#### [ENTRIES SHOWN]
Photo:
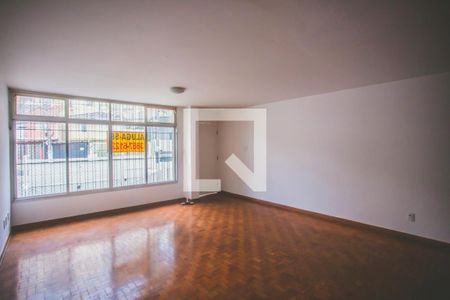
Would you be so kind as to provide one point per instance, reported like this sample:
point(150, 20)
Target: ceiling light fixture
point(177, 89)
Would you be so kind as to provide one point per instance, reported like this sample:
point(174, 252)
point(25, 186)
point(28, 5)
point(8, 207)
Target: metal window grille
point(65, 144)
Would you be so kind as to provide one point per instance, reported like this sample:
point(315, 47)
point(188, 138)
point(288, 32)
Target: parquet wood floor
point(223, 248)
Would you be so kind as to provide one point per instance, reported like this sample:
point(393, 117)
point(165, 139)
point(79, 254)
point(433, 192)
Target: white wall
point(371, 154)
point(208, 150)
point(29, 211)
point(5, 197)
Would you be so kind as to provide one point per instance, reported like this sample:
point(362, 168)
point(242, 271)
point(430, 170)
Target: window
point(88, 157)
point(128, 155)
point(40, 152)
point(69, 145)
point(161, 154)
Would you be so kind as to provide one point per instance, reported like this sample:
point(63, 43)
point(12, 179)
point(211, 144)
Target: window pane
point(88, 110)
point(128, 155)
point(38, 106)
point(160, 154)
point(127, 112)
point(159, 115)
point(41, 158)
point(88, 157)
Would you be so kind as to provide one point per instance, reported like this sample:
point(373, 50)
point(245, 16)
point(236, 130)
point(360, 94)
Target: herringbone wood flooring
point(223, 248)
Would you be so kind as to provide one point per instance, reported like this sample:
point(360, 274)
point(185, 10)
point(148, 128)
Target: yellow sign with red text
point(128, 141)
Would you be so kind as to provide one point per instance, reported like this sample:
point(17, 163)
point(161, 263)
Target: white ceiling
point(227, 53)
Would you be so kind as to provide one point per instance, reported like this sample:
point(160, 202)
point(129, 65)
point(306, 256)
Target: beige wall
point(208, 150)
point(5, 196)
point(372, 154)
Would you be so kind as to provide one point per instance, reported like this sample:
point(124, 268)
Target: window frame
point(14, 117)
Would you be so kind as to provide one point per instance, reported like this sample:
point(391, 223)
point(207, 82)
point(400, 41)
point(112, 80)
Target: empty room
point(240, 149)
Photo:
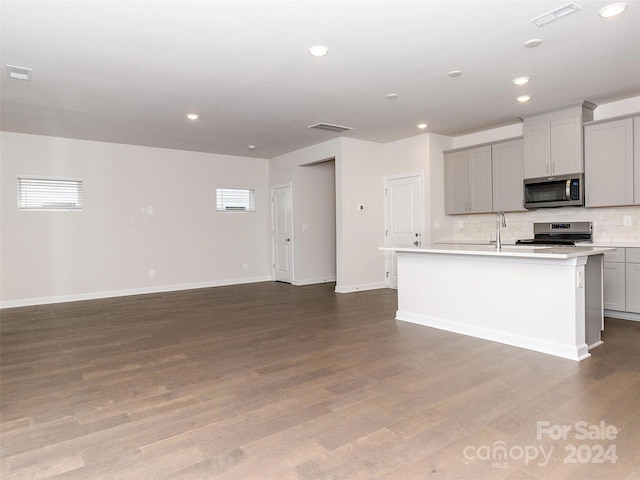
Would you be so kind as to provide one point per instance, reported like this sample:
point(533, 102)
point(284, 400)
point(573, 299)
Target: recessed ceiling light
point(521, 80)
point(613, 9)
point(318, 51)
point(534, 42)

#### [TASK DETAILS]
Gather and copy out each line of the entries above that contains the word "window".

#### [SOLUTION BELOW]
Target: metal window grille
Target: window
Target: window pane
Target: window frame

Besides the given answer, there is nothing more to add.